GIVEN REQUEST: Copy the lines below verbatim, from the line that contains "Practice step: set one point on each instance of the metal" through the end of the items.

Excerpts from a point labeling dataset

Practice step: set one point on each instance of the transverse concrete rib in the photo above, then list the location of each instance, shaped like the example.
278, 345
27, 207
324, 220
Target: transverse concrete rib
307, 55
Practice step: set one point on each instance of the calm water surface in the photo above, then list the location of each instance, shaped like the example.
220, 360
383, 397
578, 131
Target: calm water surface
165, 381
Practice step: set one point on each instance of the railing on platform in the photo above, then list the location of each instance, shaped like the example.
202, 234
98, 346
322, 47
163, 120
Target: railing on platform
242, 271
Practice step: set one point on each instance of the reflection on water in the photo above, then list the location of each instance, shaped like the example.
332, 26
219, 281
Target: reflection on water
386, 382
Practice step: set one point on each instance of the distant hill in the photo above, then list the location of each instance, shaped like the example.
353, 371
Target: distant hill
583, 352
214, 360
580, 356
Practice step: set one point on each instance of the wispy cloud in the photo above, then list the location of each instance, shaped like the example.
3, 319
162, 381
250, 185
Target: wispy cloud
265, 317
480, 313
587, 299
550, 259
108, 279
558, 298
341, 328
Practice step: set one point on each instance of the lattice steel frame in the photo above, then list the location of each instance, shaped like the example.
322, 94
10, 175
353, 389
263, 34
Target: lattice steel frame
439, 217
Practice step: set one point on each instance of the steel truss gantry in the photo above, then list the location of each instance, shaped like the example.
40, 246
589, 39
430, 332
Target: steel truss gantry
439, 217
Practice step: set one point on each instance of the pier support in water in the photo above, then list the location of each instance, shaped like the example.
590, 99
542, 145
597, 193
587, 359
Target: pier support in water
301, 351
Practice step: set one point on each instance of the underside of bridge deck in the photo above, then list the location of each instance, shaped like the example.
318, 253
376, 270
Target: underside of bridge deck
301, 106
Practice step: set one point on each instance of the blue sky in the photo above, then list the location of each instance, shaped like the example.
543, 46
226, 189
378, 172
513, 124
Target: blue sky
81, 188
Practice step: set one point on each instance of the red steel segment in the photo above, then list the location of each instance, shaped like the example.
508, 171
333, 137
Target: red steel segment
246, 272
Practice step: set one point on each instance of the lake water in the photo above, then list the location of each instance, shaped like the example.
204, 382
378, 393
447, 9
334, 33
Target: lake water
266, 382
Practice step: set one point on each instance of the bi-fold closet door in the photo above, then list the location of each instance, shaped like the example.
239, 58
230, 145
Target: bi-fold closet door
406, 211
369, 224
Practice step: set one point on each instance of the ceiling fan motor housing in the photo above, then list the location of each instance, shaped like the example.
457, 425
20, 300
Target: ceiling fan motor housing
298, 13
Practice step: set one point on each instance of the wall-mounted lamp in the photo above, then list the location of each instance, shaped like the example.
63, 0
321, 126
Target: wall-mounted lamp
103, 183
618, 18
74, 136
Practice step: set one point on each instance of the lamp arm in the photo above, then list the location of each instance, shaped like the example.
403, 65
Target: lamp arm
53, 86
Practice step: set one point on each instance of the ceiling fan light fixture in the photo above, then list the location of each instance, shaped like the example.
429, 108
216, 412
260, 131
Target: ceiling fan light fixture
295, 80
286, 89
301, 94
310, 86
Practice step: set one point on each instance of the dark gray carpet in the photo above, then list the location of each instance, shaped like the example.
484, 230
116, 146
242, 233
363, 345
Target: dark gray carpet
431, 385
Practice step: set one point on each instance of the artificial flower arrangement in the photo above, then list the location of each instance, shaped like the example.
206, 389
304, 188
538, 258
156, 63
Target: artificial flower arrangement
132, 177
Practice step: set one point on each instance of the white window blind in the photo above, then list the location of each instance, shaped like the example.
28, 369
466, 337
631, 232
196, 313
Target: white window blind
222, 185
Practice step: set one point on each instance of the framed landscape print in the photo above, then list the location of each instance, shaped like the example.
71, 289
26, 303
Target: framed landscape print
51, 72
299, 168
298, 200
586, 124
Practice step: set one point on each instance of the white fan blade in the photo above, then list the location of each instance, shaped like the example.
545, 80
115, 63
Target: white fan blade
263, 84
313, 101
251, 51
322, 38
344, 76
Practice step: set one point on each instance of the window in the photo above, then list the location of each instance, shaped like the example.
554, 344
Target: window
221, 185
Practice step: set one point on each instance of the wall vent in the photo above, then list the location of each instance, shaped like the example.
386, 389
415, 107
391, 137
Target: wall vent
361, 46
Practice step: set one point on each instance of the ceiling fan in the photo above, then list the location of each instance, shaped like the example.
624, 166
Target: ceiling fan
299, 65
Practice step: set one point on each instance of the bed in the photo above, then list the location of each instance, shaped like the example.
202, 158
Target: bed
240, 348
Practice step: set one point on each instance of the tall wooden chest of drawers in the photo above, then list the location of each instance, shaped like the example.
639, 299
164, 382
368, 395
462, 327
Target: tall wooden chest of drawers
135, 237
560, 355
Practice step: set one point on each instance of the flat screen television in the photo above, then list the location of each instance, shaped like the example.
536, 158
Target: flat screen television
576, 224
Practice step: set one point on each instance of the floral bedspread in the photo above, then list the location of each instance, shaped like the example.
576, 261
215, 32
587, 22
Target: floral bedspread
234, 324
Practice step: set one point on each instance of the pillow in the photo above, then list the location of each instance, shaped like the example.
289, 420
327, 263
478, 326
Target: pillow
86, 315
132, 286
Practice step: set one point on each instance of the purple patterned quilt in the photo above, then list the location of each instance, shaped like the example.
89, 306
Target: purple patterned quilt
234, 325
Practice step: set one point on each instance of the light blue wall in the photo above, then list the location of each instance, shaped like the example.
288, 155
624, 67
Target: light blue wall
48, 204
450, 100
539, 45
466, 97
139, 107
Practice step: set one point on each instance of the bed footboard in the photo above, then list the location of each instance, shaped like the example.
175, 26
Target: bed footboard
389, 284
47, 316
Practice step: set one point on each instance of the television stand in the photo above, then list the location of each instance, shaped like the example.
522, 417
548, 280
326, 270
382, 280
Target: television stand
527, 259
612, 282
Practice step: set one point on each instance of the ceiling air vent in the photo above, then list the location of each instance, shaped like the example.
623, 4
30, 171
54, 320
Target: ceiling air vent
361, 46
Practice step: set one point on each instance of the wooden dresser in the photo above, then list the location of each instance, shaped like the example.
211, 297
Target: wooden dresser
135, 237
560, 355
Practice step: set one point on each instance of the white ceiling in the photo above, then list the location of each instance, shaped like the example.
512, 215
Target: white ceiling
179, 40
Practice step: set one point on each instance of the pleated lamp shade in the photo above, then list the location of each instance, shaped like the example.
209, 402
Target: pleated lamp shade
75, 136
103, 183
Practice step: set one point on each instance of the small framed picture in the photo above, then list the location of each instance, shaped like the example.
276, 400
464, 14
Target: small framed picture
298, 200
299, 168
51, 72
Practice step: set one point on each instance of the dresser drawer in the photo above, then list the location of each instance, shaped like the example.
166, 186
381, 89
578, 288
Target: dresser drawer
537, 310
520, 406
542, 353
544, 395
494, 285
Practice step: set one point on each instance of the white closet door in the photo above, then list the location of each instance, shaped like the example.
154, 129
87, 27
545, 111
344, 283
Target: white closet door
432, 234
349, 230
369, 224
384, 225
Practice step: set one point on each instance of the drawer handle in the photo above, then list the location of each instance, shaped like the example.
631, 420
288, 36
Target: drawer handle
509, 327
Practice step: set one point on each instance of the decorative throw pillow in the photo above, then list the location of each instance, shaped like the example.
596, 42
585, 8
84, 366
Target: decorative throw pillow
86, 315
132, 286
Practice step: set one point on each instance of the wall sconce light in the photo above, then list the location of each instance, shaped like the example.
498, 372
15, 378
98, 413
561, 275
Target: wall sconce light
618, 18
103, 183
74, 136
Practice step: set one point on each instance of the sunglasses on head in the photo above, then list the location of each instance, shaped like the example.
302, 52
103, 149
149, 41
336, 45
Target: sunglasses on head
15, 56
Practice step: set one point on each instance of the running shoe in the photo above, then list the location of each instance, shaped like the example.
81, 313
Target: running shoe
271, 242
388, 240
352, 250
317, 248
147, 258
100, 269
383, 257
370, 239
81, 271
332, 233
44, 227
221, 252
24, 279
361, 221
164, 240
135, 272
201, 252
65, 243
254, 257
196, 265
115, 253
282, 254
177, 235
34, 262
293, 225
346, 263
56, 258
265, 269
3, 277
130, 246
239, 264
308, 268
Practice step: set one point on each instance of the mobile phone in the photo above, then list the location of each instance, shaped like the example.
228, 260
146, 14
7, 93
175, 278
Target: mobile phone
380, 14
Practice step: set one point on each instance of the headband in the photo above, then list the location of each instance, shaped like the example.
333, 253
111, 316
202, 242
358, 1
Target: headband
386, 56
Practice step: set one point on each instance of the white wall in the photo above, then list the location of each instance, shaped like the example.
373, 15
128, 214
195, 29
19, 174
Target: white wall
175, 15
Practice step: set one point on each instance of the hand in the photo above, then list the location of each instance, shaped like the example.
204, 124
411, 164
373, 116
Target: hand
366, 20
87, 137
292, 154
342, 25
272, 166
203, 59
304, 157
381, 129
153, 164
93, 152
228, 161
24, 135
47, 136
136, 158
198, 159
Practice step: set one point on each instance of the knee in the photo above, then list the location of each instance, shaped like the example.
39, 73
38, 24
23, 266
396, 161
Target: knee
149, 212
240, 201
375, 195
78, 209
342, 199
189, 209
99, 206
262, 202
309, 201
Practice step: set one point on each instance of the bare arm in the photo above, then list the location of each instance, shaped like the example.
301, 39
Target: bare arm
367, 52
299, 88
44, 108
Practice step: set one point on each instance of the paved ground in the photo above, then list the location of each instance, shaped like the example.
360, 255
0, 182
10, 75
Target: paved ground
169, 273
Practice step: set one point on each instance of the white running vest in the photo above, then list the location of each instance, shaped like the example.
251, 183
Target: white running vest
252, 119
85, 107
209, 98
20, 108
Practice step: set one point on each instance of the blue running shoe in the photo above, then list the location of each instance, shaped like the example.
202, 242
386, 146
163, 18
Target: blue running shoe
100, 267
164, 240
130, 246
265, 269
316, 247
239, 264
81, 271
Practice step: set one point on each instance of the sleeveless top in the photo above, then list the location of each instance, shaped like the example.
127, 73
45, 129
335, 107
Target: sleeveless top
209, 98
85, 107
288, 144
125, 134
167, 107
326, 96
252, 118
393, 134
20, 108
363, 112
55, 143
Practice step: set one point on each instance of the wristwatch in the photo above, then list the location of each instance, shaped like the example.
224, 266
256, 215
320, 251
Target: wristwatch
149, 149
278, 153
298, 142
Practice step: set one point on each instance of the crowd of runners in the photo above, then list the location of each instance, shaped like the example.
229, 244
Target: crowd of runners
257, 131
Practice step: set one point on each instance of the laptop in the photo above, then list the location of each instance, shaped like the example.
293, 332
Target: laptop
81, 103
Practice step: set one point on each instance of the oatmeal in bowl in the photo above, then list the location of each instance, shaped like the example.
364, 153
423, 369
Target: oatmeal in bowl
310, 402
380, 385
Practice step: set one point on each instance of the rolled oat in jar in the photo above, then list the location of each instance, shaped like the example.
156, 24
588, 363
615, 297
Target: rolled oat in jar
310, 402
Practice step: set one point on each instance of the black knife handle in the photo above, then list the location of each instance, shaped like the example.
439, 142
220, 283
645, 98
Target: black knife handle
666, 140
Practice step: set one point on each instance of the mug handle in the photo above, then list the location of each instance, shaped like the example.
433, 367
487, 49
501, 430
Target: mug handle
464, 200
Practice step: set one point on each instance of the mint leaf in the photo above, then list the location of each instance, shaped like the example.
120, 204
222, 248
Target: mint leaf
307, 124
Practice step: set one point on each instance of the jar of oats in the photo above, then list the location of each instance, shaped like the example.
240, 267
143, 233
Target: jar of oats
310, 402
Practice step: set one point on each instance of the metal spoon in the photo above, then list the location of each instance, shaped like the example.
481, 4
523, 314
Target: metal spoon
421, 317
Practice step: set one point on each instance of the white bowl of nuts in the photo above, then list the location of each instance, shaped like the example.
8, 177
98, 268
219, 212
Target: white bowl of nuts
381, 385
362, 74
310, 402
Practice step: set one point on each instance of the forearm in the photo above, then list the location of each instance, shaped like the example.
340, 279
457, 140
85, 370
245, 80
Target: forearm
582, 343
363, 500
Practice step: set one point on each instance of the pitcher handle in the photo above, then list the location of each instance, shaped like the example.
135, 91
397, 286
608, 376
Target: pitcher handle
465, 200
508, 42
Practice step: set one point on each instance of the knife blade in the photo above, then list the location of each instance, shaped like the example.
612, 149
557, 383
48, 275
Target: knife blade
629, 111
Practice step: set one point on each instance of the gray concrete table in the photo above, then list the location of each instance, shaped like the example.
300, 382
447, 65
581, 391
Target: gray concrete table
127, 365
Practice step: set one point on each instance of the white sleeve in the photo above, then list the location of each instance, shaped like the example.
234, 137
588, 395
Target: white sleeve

THE REPLY:
Practice step: set one point on each instance of the metal spoon in the photo above, then list the location of each instance, shaped like the example.
481, 4
523, 314
Target: metal spoon
421, 317
Practice step: set one point on each instance of the white bowl of nuts in the photo above, then list the location of each instance, shaped like the example.
8, 177
98, 268
219, 212
Target: white bowl of nuts
381, 385
362, 74
310, 402
Practice step: set one point on each instance of the forearm in the photo above, then list the location of each instance, shaped like the example.
340, 279
457, 140
85, 370
245, 80
Target: forearm
582, 343
363, 500
Practice step: set one point on each instance of the pitcher handle in the photo above, then list the location of each instance, shaped like the example.
135, 91
397, 286
608, 376
Target: pitcher handle
465, 200
508, 42
Practice step: set one point on each instance of the knife blade in the photo above, then list the location of each instance, shaped like the example.
612, 149
557, 383
48, 275
Target: knife blade
629, 111
Practice step: set one point on each instance of the gray concrete table in the photo above, then list the location of each instance, shaped like the example.
300, 382
447, 65
581, 391
Target: gray concrete table
127, 365
Practice step: set one point on each instance of the white sleeve in the photo above, then list the location of each instance, shaped like the example.
234, 137
588, 395
Target: white sleeve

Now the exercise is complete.